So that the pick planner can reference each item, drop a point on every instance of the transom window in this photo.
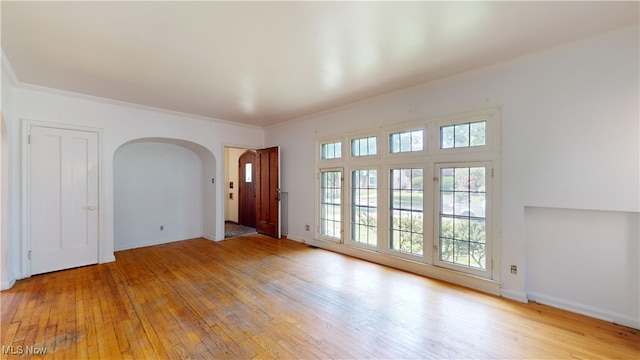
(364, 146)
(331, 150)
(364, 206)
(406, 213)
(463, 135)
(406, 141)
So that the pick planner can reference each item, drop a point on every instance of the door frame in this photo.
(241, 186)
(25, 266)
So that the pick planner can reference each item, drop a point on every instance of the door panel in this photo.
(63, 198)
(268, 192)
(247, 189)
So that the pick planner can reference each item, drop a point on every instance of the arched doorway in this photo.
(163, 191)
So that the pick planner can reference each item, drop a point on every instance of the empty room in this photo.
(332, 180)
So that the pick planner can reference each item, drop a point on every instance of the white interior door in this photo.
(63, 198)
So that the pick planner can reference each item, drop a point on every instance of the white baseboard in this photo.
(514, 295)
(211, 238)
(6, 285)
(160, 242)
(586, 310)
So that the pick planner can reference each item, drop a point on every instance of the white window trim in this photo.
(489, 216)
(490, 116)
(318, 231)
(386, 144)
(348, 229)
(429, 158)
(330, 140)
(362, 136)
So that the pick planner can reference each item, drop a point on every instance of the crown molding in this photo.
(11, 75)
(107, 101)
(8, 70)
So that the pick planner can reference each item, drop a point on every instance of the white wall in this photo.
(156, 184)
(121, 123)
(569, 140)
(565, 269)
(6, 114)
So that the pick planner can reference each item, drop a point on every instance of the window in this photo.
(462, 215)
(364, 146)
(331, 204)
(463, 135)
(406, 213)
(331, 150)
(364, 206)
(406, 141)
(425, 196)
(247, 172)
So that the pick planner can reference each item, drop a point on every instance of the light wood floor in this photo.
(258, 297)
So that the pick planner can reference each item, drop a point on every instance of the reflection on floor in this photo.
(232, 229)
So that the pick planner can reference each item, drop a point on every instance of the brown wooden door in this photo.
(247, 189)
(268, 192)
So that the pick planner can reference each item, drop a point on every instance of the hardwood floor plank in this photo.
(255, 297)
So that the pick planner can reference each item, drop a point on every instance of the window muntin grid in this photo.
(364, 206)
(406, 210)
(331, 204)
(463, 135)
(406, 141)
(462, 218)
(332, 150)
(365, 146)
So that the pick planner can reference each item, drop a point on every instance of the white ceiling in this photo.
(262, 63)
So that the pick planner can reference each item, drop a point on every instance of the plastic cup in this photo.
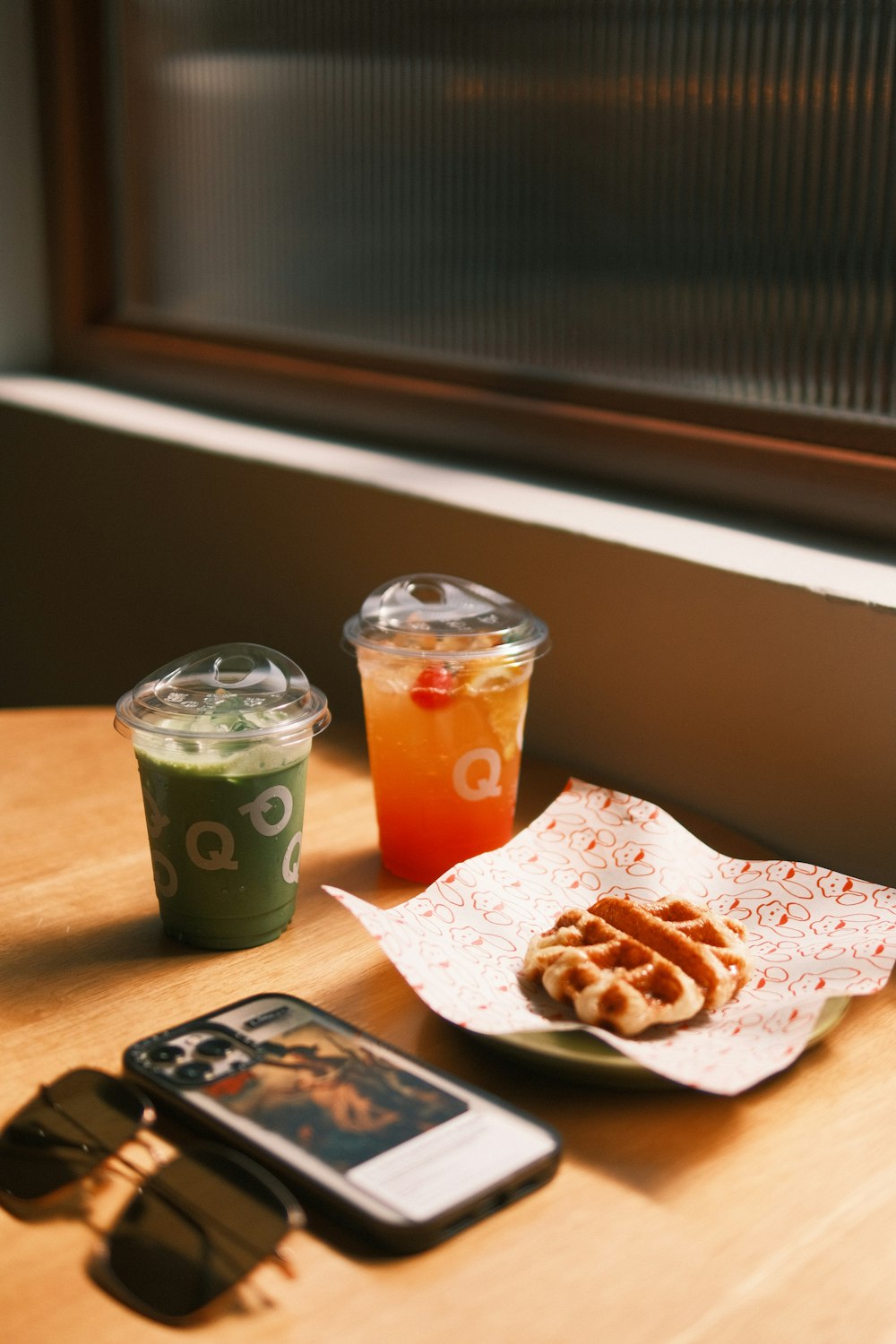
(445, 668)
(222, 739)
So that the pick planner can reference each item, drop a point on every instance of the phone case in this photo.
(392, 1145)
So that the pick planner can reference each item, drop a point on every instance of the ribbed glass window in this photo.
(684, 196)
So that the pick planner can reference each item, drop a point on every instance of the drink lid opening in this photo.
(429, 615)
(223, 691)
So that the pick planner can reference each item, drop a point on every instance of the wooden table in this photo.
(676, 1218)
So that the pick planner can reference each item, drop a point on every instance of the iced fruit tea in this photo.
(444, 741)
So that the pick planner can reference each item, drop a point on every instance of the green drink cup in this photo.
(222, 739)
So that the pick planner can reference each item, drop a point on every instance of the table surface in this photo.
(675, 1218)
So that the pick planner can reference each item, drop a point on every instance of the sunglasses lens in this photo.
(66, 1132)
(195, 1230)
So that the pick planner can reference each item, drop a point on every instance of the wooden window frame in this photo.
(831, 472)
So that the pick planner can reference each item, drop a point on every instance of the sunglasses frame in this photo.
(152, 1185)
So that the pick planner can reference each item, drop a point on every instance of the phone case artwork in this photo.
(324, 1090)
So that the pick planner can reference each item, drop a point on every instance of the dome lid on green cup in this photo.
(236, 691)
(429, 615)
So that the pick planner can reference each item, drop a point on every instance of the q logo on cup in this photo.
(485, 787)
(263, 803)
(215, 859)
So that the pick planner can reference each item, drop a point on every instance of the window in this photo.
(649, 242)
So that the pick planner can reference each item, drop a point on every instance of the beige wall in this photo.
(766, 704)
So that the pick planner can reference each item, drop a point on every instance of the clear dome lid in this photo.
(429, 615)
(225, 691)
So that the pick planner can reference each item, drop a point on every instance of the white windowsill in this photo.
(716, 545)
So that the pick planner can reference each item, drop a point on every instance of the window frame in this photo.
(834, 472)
__________
_Set problem_
Output only the lines running from the line with "wooden window frame in this photo." through the final line of the data, inclusive.

_Result_
So that the pick planner can reference each item, drop a point on every instance of the wooden window frame in this photo.
(831, 472)
So that the pick planner can reference each item, drop a point on every instance of the sunglasses frame in this photo.
(152, 1185)
So that the pick planner can reference each item, drop a point on every instance of the phone case artwork in this photo.
(324, 1090)
So that the pick planner can reference each item, drop a point on every instance of the dome lid on green cup in this photo.
(236, 691)
(429, 615)
So that the pick planner can reference each item, drop a point on every instance of the q logo on cup in this photo.
(485, 787)
(263, 803)
(215, 859)
So that the pick planner can reference each item, drop a point on every instance of the window in this photo.
(649, 242)
So that the pick planner can reference each item, drop a point on every instance of the beige wall in this photo.
(766, 704)
So that the pick planner can reference each item, drop a point on every instance of the clear dome lid in this photo.
(429, 615)
(225, 691)
So that the pick planner can reference each item, drop a point on every instance of the white windowsill in this photo.
(716, 545)
So that the pick planner can reference each item, drop a point on every instance of the window frame in this photo.
(834, 472)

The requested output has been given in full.